→ EXTRACT PROVIDED
=-=-=-=-=

And yet, I believe in marriage; in the foundation on which it is built. I just believed that once you get the sh*t out in the open anything can be fixed. I don't know if it was something that should have ended earlier or if it could have lasted. The net/net was it broke. It wasn't fixed. It ended.

Now on the upside I've found I'm pretty special.. and a bit different then others. I'm trusted to do things that others aren't, I have a gift for giving, sharing my energy in positive ways, my daughter's friends run up to give me huge hugs.. their nickname for me is Mama Gypsy.

I've learned to listen my little voice and bullshit meter. If something seems wrong I stop it, if it makes me feel queasy inside it's over. I speak up rather than fume. "What the hell." has replaced "No way." Just making a decision is better than worrying about making the absolute perfect all based covered decision. I pay attention to wake up calls and get my stuff in order. And I want a clean and uncluttered home.

It's not either/or.. it's what works best (within appropriate boundaries), it's not worrying about perfection.. just trying my best.

It's becoming a better person, healthier rather than stagnating in fear and paralyzing inaction.

With divorce I take the good with the bad. The bad is the loss of family, trust, its effects on my kids, the financial and emotional devastation. The good is finding I don't live my life on eggshells, in fear, living an existence of always being at fault, wrong.

The good is that whatever happens now, it's mine to own. Yes, I'm pissed that the ex dumped our children based on the desires of his new love. And that's not the guy I thought I knew. But my interactions with my kids are different now.. I listen more, and squawk and try to control less. And the younger two are doing great, the oldest moved out the house and never calls or returns calls. frown

It's all part of living. It's all part of waking up. It's all part of taking responsibility for who I am now.. and in the future.

Now if I could only learn to be less verbose.

*hugs*

AND... family, friends are the truest gifts.. along with angels who occasionally brush by in my life.

=-=-=-=-=

→ DATASET CONTENT
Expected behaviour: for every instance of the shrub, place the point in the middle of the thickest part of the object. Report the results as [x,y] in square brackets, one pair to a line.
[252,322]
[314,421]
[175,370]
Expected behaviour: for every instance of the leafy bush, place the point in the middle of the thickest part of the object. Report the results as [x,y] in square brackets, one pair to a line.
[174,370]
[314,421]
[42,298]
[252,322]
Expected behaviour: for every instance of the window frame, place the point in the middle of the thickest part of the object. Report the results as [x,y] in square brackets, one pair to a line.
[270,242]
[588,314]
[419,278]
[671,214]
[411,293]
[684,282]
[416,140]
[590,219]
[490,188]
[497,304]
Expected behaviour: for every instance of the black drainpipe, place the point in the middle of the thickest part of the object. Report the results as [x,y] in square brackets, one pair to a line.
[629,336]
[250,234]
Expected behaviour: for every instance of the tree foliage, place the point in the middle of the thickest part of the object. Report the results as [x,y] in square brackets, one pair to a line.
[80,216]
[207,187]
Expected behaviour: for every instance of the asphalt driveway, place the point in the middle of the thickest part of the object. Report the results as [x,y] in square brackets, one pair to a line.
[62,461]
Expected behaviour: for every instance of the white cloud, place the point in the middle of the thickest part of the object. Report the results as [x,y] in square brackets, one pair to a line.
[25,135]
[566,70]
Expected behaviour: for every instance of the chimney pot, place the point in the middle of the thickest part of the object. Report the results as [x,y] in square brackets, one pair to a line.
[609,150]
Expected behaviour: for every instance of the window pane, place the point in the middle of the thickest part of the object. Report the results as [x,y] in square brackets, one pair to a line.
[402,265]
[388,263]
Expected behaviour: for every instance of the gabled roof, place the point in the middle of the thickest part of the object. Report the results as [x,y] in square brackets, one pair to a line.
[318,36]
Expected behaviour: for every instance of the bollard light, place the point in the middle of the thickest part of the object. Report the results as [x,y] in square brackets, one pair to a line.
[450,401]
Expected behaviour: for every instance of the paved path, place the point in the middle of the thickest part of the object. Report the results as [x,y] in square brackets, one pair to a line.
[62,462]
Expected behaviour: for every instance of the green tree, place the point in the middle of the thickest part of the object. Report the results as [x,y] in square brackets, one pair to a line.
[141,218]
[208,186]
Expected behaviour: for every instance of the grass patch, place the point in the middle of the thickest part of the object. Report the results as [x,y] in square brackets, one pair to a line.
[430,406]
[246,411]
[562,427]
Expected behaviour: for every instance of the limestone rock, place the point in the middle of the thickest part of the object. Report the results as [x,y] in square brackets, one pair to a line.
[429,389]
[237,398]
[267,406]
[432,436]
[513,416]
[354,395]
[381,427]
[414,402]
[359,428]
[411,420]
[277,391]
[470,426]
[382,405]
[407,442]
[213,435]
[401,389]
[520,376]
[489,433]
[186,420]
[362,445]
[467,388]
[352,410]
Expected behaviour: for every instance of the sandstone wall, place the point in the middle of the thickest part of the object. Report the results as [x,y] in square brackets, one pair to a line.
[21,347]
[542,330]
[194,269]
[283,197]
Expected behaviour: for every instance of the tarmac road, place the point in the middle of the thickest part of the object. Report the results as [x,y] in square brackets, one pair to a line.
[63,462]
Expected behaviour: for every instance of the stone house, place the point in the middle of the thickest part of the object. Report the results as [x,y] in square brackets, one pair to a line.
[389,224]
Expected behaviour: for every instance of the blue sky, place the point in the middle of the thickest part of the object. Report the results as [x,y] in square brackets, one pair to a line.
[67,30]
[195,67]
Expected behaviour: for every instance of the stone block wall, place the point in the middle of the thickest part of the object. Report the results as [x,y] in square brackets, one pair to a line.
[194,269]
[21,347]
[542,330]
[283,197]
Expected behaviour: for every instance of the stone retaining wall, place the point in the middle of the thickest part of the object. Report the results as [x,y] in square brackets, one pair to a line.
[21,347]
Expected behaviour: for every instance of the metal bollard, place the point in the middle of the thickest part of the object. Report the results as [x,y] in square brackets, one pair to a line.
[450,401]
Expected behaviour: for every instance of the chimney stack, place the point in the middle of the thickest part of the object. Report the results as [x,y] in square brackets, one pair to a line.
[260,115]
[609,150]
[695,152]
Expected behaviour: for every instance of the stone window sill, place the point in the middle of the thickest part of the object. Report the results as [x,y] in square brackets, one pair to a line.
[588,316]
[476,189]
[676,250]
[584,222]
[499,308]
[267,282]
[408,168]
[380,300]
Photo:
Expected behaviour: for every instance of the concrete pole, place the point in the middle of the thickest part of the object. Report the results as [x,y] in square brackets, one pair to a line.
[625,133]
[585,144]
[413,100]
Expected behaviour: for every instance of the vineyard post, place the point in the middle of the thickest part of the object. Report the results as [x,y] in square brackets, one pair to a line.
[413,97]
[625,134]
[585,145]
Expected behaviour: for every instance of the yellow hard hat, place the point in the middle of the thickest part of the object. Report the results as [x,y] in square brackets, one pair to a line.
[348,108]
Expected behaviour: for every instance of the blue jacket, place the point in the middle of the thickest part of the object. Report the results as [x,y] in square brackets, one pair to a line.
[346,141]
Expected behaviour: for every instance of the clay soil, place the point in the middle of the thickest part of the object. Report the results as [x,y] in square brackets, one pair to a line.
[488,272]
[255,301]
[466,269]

=-=-=-=-=

→ TASKS FOR THIS EXERCISE
(a) Answer these questions using the divorce post:
(i) What nickname do the daughter's friends use for the writer?
(ii) Which phrase has replaced "No way."?
(iii) What does the oldest child do since moving out of the house?
(b) Revise the divorce post, starting with "And yet, I believe" and going on through "fixed. It ended.", so that "partnership" stands in place of "marriage".

→ THE RESPONSES
(a)
(i) Mama Gypsy
(ii) "What the hell."
(iii) Never calls or returns calls

(b)
And yet, I believe in partnership; in the foundation on which it is built. I just believed that once you get the sh*t out in the open anything can be fixed. I don't know if it was something that should have ended earlier or if it could have lasted. The net/net was it broke. It wasn't fixed. It ended.